Aim of the task:
Report how many lines in the material below contain the string "badge", matching case exactly. Give only the number.
━━━━━ Provided data ━━━━━
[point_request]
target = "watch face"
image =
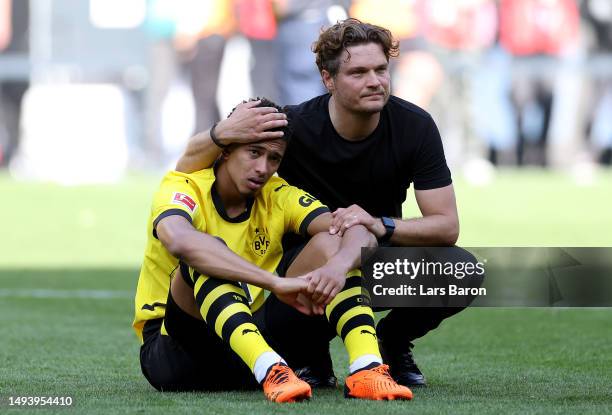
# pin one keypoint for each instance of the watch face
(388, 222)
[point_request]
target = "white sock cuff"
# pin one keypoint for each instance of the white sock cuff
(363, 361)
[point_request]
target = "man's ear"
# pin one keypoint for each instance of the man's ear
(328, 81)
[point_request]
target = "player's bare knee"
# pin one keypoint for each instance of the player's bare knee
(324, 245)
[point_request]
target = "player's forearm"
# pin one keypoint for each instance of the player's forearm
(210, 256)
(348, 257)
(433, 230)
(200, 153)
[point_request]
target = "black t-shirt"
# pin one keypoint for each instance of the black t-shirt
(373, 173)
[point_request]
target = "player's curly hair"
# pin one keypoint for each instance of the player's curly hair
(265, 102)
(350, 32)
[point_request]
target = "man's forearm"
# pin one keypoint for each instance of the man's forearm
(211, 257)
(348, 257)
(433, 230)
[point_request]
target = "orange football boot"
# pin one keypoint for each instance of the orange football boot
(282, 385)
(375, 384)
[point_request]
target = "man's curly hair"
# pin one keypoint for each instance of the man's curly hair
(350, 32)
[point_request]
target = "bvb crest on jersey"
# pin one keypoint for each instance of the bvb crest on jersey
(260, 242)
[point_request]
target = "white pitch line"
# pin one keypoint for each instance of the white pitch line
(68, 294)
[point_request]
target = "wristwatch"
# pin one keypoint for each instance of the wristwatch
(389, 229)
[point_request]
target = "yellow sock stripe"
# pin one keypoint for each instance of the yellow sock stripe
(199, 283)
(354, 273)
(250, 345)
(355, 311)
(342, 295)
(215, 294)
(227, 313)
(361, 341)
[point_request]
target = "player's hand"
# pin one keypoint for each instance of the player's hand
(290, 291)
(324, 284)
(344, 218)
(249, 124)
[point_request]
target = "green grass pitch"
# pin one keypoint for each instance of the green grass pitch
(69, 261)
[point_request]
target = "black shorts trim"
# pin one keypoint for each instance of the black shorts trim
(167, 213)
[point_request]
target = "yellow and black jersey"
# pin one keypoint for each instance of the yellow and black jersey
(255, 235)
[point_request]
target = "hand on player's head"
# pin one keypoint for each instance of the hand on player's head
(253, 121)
━━━━━
━━━━━ Provided data ━━━━━
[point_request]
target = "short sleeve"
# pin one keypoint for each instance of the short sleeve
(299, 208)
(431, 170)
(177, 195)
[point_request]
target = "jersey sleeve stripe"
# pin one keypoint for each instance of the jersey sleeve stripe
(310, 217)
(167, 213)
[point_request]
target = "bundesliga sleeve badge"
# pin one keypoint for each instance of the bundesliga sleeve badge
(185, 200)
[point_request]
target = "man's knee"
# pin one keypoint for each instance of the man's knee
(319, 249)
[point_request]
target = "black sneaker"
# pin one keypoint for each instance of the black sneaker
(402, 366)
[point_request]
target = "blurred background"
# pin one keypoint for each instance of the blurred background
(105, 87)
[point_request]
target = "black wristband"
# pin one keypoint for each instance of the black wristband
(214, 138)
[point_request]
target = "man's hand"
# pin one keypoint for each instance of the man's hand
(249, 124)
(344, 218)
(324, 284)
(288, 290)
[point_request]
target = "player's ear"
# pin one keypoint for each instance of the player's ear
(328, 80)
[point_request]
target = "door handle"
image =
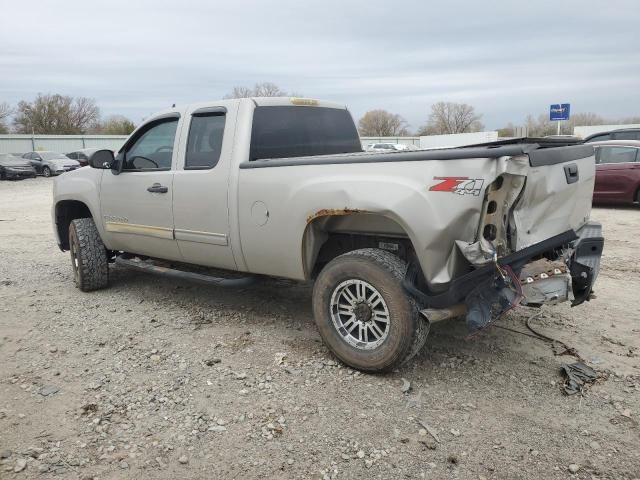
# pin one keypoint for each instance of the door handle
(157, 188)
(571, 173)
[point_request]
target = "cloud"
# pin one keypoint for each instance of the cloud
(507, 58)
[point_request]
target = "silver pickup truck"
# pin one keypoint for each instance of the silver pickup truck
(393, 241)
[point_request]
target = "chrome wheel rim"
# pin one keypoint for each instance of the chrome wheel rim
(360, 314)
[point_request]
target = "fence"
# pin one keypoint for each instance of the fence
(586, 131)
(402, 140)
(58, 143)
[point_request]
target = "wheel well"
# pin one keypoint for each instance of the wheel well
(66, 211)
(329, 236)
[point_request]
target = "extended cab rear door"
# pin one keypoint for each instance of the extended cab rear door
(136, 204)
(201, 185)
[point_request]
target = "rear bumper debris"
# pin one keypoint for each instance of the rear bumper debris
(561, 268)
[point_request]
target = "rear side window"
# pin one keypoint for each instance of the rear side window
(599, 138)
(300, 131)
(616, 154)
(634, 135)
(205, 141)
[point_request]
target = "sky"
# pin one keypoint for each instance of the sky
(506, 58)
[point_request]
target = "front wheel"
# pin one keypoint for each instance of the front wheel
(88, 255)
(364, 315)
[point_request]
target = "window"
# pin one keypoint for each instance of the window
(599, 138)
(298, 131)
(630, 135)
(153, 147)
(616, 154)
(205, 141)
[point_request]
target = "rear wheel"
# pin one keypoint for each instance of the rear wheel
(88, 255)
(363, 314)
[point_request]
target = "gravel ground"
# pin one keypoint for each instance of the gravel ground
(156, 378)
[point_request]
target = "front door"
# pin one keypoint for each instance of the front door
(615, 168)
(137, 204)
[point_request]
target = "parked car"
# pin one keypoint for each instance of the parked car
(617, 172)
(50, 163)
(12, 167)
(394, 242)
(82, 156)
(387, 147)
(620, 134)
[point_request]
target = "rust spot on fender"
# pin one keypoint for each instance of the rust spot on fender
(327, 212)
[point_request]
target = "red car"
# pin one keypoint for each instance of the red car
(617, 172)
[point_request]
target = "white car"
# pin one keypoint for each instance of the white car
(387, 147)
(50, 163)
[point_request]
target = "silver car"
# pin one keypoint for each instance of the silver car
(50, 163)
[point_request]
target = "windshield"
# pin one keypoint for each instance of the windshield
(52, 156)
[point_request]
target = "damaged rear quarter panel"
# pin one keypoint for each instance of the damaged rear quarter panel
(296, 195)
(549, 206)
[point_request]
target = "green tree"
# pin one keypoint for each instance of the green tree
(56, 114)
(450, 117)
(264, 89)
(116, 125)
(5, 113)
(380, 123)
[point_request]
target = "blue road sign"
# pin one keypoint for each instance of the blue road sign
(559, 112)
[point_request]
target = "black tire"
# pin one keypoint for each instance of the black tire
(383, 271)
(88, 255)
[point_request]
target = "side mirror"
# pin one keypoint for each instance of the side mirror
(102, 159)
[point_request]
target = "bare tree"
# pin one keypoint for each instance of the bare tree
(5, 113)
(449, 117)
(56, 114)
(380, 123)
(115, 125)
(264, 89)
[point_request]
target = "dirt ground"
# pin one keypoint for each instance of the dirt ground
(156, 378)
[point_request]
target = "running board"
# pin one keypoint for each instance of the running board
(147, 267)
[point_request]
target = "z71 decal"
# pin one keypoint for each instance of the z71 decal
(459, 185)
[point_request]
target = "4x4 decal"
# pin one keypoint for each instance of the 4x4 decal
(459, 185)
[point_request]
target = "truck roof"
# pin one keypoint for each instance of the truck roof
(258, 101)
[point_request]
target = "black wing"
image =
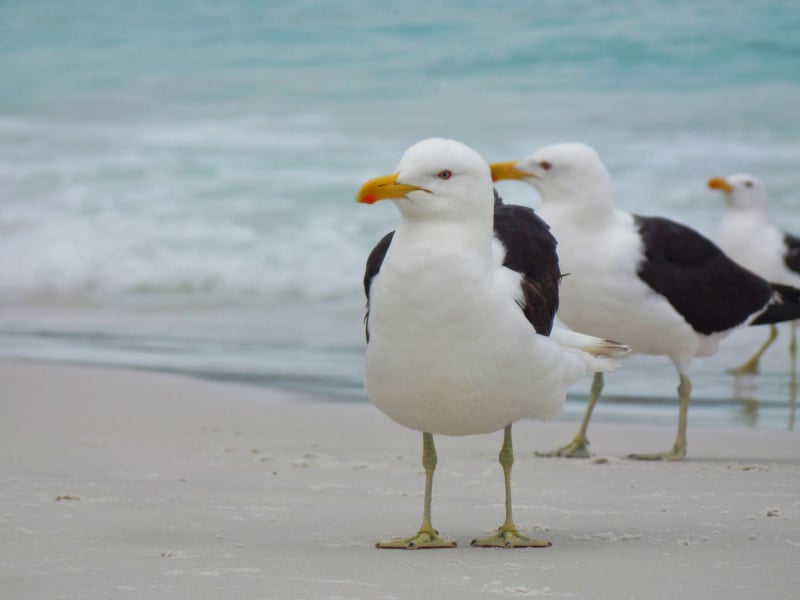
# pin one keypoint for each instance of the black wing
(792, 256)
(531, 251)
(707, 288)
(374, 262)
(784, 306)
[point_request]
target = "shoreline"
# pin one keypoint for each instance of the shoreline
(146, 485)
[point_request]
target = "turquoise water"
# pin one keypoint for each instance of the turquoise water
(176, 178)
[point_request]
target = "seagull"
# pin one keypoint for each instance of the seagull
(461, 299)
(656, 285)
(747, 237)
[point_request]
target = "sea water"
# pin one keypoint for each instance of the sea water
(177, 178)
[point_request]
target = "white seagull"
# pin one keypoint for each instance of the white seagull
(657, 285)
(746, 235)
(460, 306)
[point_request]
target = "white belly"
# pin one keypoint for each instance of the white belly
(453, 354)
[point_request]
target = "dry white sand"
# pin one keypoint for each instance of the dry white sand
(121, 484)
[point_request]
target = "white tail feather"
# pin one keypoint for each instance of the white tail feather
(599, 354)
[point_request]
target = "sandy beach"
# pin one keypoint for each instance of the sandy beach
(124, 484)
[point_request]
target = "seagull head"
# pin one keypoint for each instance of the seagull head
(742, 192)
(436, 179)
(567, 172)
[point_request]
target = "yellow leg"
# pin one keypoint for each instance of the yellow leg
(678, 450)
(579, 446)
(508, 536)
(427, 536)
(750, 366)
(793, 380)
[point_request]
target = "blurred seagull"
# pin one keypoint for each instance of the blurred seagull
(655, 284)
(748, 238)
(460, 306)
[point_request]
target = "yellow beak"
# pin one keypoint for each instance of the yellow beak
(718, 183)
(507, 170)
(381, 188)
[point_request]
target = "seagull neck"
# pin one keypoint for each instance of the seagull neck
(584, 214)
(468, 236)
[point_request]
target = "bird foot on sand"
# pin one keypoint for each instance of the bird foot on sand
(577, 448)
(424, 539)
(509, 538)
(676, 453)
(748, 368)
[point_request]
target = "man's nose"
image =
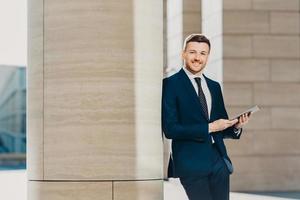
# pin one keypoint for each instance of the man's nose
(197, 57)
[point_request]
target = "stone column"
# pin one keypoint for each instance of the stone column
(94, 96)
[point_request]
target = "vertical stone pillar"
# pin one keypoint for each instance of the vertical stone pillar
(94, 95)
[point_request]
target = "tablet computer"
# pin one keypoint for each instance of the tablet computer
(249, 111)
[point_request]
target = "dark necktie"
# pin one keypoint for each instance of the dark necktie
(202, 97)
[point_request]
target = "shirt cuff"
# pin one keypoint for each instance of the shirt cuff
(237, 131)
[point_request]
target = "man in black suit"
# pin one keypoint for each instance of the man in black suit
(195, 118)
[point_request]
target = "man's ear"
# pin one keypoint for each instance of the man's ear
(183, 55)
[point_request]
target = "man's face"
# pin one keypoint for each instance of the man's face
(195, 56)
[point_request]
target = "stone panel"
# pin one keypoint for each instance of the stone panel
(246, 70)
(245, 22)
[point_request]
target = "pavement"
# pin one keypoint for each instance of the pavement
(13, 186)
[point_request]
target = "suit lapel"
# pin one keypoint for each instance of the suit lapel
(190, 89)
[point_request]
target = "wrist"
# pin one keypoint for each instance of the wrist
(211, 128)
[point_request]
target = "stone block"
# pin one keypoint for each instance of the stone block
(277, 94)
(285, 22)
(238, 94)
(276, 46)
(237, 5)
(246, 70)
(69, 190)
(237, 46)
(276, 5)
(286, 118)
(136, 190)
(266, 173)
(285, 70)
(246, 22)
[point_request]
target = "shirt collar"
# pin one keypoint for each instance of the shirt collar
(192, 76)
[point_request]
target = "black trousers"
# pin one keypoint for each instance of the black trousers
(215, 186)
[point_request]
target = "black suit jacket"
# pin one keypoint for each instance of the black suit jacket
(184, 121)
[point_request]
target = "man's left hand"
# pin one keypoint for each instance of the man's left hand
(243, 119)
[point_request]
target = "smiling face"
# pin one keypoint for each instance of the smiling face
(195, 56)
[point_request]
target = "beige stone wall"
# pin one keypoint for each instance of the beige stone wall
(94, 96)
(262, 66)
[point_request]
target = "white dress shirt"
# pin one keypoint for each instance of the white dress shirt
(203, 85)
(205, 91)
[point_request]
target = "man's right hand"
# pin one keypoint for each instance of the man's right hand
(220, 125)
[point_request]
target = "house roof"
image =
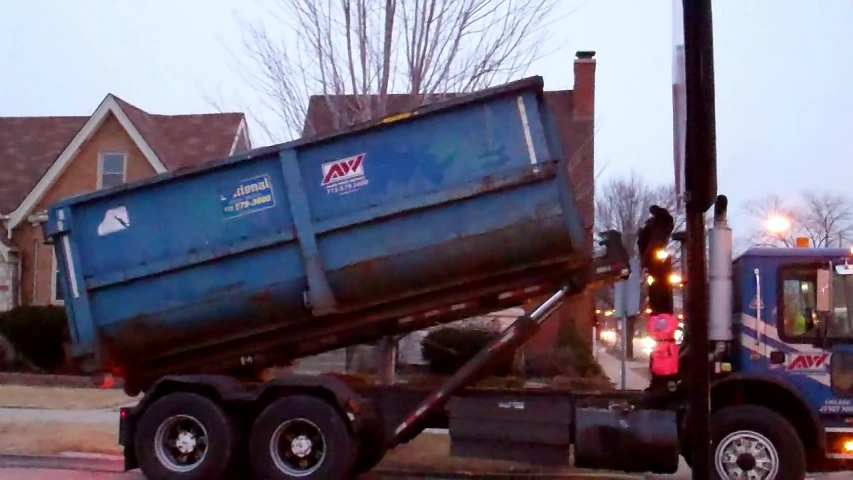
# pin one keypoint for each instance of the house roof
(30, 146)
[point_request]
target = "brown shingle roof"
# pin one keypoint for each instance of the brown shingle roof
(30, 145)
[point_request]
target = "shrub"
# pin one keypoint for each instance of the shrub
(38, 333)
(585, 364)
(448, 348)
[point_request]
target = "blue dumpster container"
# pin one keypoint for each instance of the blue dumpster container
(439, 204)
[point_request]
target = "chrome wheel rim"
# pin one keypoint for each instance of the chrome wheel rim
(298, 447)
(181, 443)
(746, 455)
━━━━━
Answer to the exercise:
2